Input for this task
----

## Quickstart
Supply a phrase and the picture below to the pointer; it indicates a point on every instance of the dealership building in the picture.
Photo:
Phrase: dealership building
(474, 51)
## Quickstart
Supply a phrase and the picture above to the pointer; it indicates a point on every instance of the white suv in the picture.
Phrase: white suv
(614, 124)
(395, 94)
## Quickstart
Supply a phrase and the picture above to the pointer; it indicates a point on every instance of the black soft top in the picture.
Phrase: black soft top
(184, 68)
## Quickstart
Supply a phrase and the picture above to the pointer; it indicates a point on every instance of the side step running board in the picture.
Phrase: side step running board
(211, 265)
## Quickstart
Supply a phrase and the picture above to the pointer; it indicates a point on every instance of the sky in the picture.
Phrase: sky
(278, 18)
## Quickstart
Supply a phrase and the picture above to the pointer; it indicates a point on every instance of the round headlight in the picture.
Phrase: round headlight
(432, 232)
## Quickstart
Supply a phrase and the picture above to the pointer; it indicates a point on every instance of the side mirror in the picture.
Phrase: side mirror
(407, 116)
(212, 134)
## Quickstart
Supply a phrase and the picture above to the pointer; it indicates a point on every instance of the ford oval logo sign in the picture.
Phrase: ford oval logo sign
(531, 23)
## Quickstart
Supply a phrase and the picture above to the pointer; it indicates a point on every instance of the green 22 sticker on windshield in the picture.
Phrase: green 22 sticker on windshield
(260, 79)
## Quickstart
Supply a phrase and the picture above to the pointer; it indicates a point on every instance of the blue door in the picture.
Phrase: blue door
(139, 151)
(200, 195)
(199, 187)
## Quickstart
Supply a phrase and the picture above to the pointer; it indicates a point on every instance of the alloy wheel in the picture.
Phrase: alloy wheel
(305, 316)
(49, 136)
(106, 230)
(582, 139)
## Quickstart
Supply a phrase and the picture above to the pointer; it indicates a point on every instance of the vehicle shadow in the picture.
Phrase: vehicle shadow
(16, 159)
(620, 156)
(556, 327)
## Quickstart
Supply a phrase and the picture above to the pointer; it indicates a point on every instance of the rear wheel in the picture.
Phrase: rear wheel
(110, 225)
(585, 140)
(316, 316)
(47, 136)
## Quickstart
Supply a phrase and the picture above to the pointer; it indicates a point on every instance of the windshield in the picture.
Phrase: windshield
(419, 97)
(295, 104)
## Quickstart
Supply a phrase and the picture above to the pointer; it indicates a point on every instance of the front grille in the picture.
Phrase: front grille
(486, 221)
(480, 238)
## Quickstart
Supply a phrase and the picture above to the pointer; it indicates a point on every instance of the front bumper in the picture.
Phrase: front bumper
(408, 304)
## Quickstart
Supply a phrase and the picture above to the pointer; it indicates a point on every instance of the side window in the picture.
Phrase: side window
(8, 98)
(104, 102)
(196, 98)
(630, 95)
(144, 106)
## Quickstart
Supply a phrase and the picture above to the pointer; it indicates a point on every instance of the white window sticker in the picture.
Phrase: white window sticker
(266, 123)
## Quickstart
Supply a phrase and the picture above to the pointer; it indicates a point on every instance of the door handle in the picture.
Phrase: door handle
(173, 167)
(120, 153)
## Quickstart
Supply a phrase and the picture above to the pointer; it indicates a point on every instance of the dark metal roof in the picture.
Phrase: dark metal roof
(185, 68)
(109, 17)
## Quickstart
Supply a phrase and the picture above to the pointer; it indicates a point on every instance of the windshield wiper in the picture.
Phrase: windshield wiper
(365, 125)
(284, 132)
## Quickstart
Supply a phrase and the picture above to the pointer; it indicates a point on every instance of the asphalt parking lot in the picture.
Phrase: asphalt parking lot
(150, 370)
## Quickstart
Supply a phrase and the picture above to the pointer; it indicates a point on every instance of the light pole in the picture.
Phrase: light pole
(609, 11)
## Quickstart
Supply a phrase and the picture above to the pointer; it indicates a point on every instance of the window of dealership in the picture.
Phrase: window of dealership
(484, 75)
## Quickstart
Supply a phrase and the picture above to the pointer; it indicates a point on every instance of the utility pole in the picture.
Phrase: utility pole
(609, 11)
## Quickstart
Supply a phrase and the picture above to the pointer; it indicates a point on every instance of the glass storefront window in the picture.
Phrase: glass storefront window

----

Task to complete
Would you please repeat all the entries exactly as written?

Written solution
## Quickstart
Supply a phrase and the picture below to the pointer; it indicates a point on every instance of the dealership building in the picture.
Photo:
Phrase: dealership building
(474, 51)
## Quickstart
Supply a phrase and the picture above to the pointer; it indicates a point on every instance of the white suv in the picture.
Phrase: white suv
(614, 124)
(395, 94)
## Quickstart
Supply a phrase and the picture above to the pointer; it indicates a point on every instance of the black soft top in the picture.
Phrase: black soft top
(184, 68)
## Quickstart
Supply a phrase and the picture above to the pointer; it indicates a point on every instance of the side step running board in the picture.
Phrase: side step running board
(211, 265)
## Quickstart
Supply a phrase and the picture above to the pointer; it indicates a point on every instance of the sky in the picture.
Phrase: sky
(278, 18)
## Quickstart
Supply a phrase and the picture above to the pointer; it indicates a point on every instance of the round headlight in the picture.
Phrase: round headlight
(432, 232)
## Quickstart
Supply a phrase and the picture above to the pointer; it indicates a point on every instance of the side mirror in the picture.
Phrase: side mirror
(407, 116)
(212, 134)
## Quickstart
Supply a phrase and the picture above to the pointer; it indicates a point on every instance of the ford oval logo sign in the picture.
Phrase: ford oval logo sign
(531, 23)
## Quickstart
Supply a phrase and the picture above to the pointer; it indicates a point on every instance of the green 22 sticker on windshield in the picture.
Phrase: green 22 sticker on windshield
(260, 79)
## Quickstart
Supply a phrase and the picture above to the pointer; it indicates a point on every instance of the blue door in the picture.
Phrase: blue door
(139, 151)
(200, 195)
(199, 187)
## Quickstart
Supply a phrase and the picture above to the pointer; it indicates a point on every instance of the alloy wheel in the picture.
Phrase: alloy wheel
(305, 316)
(49, 136)
(106, 230)
(582, 139)
## Quickstart
Supply a phrase and the picture above to the pointer; it indicates a point on every instance of the vehicle shadow in the picture.
Phrase: vehicle shadow
(16, 159)
(620, 156)
(556, 327)
## Quickstart
Supply a phrase and the picture above to the pointer; it indicates a point on every instance of the rear wheel in the picture.
Phrase: rear wheel
(110, 225)
(585, 140)
(316, 316)
(47, 136)
## Quickstart
Supply a phrase and the picture above to the pointer; it indicates a point on every instance of the windshield in the picture.
Phrase: windshield
(419, 97)
(295, 104)
## Quickstart
Supply a phrase and the picture above to the pointer; it indicates a point on every instance of the front grille in the picture.
Phrase: front grille
(486, 221)
(480, 238)
## Quickstart
Supply a phrase and the picture above to the pointer; it indicates a point on every instance of the front bumper in the picture.
Phrase: front bumper
(408, 304)
## Quickstart
Supply a phrase and the picture above to the pointer; it indicates a point on every instance of the side window in the picture.
Phrase: side window
(8, 98)
(104, 102)
(196, 98)
(630, 95)
(144, 106)
## Quickstart
Supply a phrase and the picture above to the pointer; it indicates a point on every instance of the white window sticker in the picture.
Phrase: white window sticker
(266, 123)
## Quickstart
Supply a phrase and the picture above to the pointer; it indicates a point on every instance of the door handle in the picture.
Phrase: door handle
(173, 167)
(120, 153)
## Quickstart
Supply a phrase and the picture above to the pointer; it indicates a point on every instance of the dark metal roof in the picture.
Phrase: dark metal roof
(185, 68)
(109, 17)
## Quickstart
Supply a phrase and the picture above to the pointer; it indicates a point on every instance of the windshield wiper in the picture.
Phrase: windshield wiper
(365, 125)
(284, 132)
## Quickstart
Supply a phrase and the picture above to the pointer; it indicates a point on every instance of the asphalt parking lot in the picture.
Phrase: asphalt parking lot
(150, 370)
## Quickstart
Supply a phrase and the picture above to the pointer; it indicates a point on every instance of the light pole in the picture.
Phrase: light pole
(609, 11)
## Quickstart
Supply a phrase and the picture above to the pointer; it indicates a point on every instance of the window of dealership in the picture.
Phrase: window of dealership
(484, 75)
## Quickstart
Supply a phrase and the picture above to the pointer; it indicates a point on every instance of the utility pole in the picture.
Phrase: utility pole
(609, 11)
## Quickstart
Supply a phrase and the picture above to the pointer; it indicates a point on every instance of the glass storefront window in the picture.
Phrase: glass storefront window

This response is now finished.